§ **Work instruction**
Repeat each entry below exactly.

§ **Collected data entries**
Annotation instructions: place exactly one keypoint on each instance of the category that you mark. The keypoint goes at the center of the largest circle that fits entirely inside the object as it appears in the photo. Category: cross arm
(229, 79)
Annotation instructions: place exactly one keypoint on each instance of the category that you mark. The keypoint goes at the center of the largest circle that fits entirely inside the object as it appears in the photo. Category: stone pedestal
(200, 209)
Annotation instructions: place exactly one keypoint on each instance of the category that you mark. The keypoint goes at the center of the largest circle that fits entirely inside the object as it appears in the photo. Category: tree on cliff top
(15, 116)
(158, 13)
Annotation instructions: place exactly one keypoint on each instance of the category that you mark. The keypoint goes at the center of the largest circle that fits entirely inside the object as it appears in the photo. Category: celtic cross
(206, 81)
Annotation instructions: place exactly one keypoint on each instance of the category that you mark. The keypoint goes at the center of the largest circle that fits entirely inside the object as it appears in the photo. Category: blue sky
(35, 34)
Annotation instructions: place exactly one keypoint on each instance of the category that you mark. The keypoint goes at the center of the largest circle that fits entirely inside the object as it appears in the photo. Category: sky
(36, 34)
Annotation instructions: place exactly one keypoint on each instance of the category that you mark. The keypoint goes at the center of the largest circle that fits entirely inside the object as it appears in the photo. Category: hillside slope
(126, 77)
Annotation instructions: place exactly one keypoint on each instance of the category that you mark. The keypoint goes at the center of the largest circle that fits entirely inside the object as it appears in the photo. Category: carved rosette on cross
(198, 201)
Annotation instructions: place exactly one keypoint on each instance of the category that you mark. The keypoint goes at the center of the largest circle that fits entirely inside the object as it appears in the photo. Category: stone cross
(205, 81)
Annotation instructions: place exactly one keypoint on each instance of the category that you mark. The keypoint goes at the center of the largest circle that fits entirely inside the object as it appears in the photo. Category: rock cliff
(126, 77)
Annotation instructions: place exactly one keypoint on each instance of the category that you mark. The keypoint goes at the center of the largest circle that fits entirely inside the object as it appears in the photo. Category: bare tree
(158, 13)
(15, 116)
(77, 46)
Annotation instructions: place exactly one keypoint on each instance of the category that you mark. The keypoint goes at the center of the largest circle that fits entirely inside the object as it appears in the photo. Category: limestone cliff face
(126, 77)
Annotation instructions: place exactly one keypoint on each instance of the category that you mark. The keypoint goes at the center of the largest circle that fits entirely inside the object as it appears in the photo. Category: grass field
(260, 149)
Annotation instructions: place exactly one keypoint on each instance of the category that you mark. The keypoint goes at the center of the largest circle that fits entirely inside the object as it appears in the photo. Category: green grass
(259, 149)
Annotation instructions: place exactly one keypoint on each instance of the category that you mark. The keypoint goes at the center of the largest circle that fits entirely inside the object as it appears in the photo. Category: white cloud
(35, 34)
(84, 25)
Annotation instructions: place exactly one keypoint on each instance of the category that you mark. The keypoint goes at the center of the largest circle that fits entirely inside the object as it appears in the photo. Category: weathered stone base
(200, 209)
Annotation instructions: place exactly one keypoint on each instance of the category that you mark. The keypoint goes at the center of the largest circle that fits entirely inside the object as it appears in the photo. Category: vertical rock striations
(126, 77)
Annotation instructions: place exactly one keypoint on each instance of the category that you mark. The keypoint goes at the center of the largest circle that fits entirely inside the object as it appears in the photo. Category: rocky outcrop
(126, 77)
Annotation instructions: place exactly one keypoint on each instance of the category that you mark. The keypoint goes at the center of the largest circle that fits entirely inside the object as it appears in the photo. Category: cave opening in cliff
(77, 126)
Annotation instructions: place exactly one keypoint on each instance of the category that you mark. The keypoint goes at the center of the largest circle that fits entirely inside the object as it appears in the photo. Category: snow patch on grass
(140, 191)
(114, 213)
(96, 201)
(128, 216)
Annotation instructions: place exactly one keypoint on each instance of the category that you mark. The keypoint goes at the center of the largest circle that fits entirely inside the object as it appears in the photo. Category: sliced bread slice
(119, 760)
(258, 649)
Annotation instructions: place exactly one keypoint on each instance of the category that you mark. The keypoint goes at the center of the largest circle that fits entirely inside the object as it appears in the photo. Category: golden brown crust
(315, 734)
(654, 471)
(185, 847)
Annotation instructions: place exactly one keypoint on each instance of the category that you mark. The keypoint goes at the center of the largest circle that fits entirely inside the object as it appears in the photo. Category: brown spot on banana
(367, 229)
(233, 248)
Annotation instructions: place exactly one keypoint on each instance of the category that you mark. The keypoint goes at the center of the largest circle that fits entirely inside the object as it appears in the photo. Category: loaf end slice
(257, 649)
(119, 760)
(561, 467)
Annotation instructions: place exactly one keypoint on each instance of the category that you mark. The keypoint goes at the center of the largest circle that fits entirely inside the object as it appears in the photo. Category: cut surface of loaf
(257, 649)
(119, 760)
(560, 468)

§ **Final answer**
Annotation instructions: place exactly one keypoint on each instance of the category that you mark. The keypoint goes at the center of the largest circle that fits entirely inside the object as it appears in the photo. Category: cross arm
(229, 79)
Annotation instructions: place exactly one keypoint on each instance of the category that you mark. The keypoint goes at the center of the largest circle that fits entirely inside the object as it appears in the photo. Category: stone pedestal
(200, 209)
Annotation instructions: place exactly one keypoint on each instance of the category that you mark. The keypoint goes at the center of the largest circle that fits entirely inside the object as it appears in the photo. Category: tree on cliff top
(15, 116)
(158, 13)
Annotation instructions: place exactly one keypoint on each instance of the category that you mark. The keypoint goes at the center of the largest circle that fits entirely inside the object as it appears in the photo. Category: celtic cross
(206, 81)
Annotation instructions: place exactly one keypoint on each instance of the category that you mark. The keypoint goes at the center of the largest circle that fits entirely inside the object as it appears in the photo. Category: blue sky
(35, 34)
Annotation instructions: place exactly one keypoint on each instance of the category that you mark. The keypoint goes at the center of the largest circle that fits entirely inside the object as it appears in the photo. Category: sky
(36, 34)
Annotation instructions: place exactly one keypoint on each instance of the category that you mark. The keypoint goes at the center of the largest circle that fits entirely inside the object as it appears in the photo. Category: hillside slope
(126, 77)
Annotation instructions: place exactly one keypoint on each instance of the category that you mark. The keypoint goes at the center of the largest circle that fits entirely inside the object as it appears in the photo. Category: carved rosette on cross
(198, 201)
Annotation instructions: place exactly one keypoint on each instance of the category that you mark. The keypoint goes at the center of the largest circle that fits entirely inside the object as it appears in the photo. Category: stone cross
(205, 81)
Annotation instructions: place exactly one keypoint on each instance of the category that you mark. The keypoint goes at the center of the largest circle that fits entirely inside the object as it appears in the photo. Category: rock cliff
(126, 77)
Annotation instructions: place exactly one keypoint on each instance of the category that you mark. The keypoint goes at the center of the largest circle that fits entirely inside the object as it appears in the photo. Category: bare tree
(158, 13)
(15, 116)
(77, 46)
Annotation instructions: place exactly one keypoint on each instance of the category that you mark. The keypoint goes at the center of the largest circle that fits entirely inside the object as it appears in the photo. Category: limestone cliff face
(126, 77)
Annotation instructions: place exactly one keypoint on each instance of the category that you mark. The keypoint goes at the center of the largest circle that fits entirely inside the object as it appears in the photo. Category: grass field
(260, 149)
Annotation instructions: place exactly one keypoint on each instance of the category that you mark. The keypoint goes at the center of the largest circle that fits entirely inside the object as it appears in the photo. Category: green grass
(259, 149)
Annotation instructions: place exactly one keypoint on each instance of the category that you mark. The keypoint goes at the center of the largest circle that fits entirely inside the object as it appears in the photo. Category: white cloud
(35, 34)
(84, 25)
Annotation instructions: place exactly one keypoint on each instance of the category that you mark. The keypoint goes at the center of the largest circle that fits entirely inside the object as it appears in the photo. Category: weathered stone base
(200, 209)
Annotation instructions: place exactly one keypoint on each instance of the category that you mark. The keypoint goes at the center of the largest circle that fits entirely inside the object as it appears in the photo. Category: vertical rock striations
(126, 77)
Annotation instructions: place exactly one keypoint on each instance of the category that you mark. The keypoint goes at the center of the largest circle that fits entirely inside the object as it appears in the photo. Category: rocky outcrop
(126, 77)
Annotation instructions: place exactly one keypoint on each instance of the category that you mark. The keypoint goes at the center of the largest circle that fits entirely inside the object as it appears in the photo. Category: cave opening in cliff
(77, 126)
Annotation instructions: place exactly one keypoint on each instance of the category that you mark. The keypoint goes at the center of the largest circle that fits entirely inside the object as it appears in the photo. Category: snow patch on grass
(140, 191)
(114, 213)
(96, 201)
(128, 216)
Annotation instructions: place exactly one keypoint on each instance of the category that you mark. The keypoint goes at the center of the largest circle that fits entirely inside the object as it appears in the photo. Category: sliced bread slice
(119, 760)
(258, 649)
Annotation instructions: place exactly one keypoint on each instance of the category that you mark. The keypoint goes at the center of the largest circle that fits entirely inside the object as it appears in the photo. Category: golden brown crust
(315, 734)
(654, 471)
(185, 847)
Annotation instructions: place exactly one keypoint on each instance of the category that you mark. The keypoint goes at the center of the largest circle that fits entirely inside the object as it appears in the photo. Category: brown spot on banana
(367, 229)
(233, 248)
Annotation instructions: place exactly one keypoint on each instance of the category that you mark. The keypoint goes at the center of the largest circle that fits entirely inside the object as it appears in the photo. Category: loaf end slice
(257, 649)
(119, 760)
(561, 467)
Annotation instructions: place exactly one keypoint on each instance of the category that you mark. The keypoint goes at the center of the largest circle that fits entirely inside the object as it appears in the photo. Category: cut surface of loaf
(257, 649)
(119, 760)
(560, 468)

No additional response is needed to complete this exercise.